- [Trecho do artigo]
»»
Artigo - Cura gay é interpretação rasa e infundada do que é Psicologia 27/09/2017 - 13:29
Por: Jéssica Mendes, psicóloga da Defensoria Pública do Estado do Paraná
A decisão liminar do juiz Waldemar Claudio de Carvalho, da 14ª Vara Federal de Brasília, afronta a Psicologia e todas as instituições que se dedicam diariamente à promoção dos direitos humanos. Além disso, revela uma batalha árdua, antiga e que tem custado muito caro à Ciência há muito tempo. Diz respeito à apropriação do status científico como ferramenta de segregação social. O episódio em questão retrata, de forma pragmática, o quanto a ciência psicológica tem sido subvertida para fins que não são, nunca foram e nem sequer se aproximam, daquilo que erroneamente foi chamado de conhecimento científico pelo magistrado em questão.
É objetivo último da Psicologia - e obrigação ética inerente ao exercício da profissão - amenizar o sofrimento humano. Logo, é dever da Psicologia intervir na origem desse sofrimento ao se propor tratá-lo. Portanto, deve reconhecer que o que está na raiz do sofrimento são os “hematomas” e “cicatrizes” causados pelas relações nocivas vivenciadas pelos sujeitos ao longo da vida.
««
- [Informações extraídas]
»»
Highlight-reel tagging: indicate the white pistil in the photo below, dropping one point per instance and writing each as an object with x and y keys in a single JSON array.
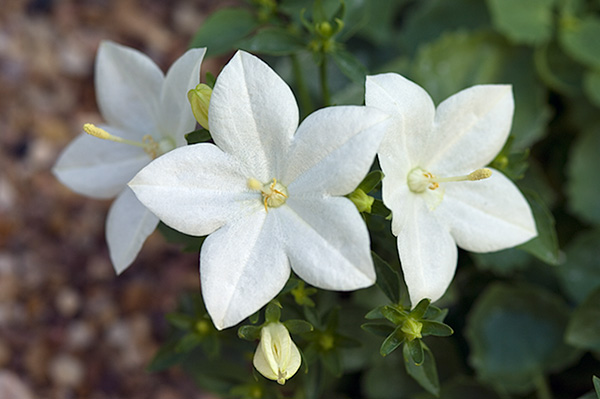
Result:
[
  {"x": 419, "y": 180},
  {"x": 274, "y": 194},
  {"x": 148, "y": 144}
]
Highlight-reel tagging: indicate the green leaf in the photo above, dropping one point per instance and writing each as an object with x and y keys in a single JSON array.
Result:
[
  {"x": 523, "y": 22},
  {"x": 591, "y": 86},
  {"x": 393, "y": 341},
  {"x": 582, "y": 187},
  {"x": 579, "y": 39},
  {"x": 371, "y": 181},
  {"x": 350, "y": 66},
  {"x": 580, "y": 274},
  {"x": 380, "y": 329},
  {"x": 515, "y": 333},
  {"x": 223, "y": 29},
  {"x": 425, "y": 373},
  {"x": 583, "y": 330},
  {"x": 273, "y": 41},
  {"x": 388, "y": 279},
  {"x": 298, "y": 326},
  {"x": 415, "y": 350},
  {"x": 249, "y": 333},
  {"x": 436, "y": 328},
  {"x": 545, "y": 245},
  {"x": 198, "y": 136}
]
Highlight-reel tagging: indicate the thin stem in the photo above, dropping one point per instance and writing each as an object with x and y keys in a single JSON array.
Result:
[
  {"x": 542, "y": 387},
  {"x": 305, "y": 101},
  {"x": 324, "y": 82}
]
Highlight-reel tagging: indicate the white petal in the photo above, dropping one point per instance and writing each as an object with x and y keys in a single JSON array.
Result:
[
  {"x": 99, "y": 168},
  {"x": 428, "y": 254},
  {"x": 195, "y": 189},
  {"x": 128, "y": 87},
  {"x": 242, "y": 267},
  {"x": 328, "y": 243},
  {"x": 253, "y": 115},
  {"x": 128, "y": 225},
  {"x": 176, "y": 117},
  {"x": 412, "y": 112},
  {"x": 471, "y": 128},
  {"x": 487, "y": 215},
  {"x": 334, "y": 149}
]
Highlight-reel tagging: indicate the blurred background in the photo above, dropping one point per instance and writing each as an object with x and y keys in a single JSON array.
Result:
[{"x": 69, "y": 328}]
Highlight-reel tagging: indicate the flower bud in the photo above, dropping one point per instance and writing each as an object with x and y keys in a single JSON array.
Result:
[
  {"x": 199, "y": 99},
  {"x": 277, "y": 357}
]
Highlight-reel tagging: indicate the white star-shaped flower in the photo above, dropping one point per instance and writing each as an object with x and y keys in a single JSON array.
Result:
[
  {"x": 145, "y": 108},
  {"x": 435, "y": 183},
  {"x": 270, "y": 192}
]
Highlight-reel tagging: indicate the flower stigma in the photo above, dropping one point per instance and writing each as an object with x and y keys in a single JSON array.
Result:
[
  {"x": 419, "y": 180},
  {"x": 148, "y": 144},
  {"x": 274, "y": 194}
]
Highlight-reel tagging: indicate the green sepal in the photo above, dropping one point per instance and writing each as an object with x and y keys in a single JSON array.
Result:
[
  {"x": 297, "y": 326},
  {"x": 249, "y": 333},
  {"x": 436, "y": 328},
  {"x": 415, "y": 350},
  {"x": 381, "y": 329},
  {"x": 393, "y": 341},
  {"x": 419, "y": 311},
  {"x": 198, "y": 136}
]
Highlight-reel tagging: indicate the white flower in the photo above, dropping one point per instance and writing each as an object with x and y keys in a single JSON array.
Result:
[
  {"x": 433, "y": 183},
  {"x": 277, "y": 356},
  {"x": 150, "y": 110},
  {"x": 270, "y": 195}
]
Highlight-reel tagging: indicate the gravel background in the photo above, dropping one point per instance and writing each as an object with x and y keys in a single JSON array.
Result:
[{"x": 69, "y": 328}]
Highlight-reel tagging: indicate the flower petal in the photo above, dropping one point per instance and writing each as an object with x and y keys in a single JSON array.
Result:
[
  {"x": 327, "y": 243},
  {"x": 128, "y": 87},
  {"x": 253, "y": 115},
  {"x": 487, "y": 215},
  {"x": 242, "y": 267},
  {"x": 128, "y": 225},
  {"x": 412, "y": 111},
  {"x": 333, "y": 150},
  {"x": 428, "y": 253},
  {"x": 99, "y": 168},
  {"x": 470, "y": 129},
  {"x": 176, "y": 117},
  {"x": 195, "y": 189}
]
««
- [O que fazer]
**1.** Indique se cada afirmação abaixo está de acordo com o artigo sobre a chamada cura gay. Responda sim ou não e cite entre aspas as palavras do artigo que decidem a questão. (a) A decisão liminar foi proferida por um juiz da 14ª Vara Federal de Brasília. (b) A autora é psicóloga da Defensoria Pública do Estado de São Paulo. (c) Amenizar o sofrimento humano é apontado como objetivo último da Psicologia.
**2.** Localize e copie todas as linhas das entradas que contêm a palavra "petal", considerando a diferença entre maiúsculas e minúsculas.
O artigo e as entradas constituem materiais independentes entre si.

- [Problemas resolvidos]
**1.**
(a) Sim: "do juiz Waldemar Claudio de Carvalho, da 14ª Vara Federal de Brasília".
(b) Não: "psicóloga da Defensoria Pública do Estado do Paraná".
(c) Sim: "É objetivo último da Psicologia - e obrigação ética inerente ao exercício da profissão - amenizar o sofrimento humano".

**2.**
Highlight-reel tagging: indicate the white petal in the photo above, dropping one point per instance and writing each as an object with x and y keys in a single JSON array.
Highlight-reel tagging: indicate the flower petal in the photo above, dropping one point per instance and writing each as an object with x and y keys in a single JSON array.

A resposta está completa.